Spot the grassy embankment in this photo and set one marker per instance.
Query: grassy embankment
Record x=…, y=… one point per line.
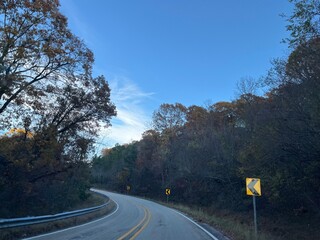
x=239, y=226
x=27, y=231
-=-=-
:: How to complete this task ::
Would you copy each line of the records that contains "embankment"?

:: Exercise response ::
Spot the grassy embankment in this photo and set one marker per instance.
Query: grassy embankment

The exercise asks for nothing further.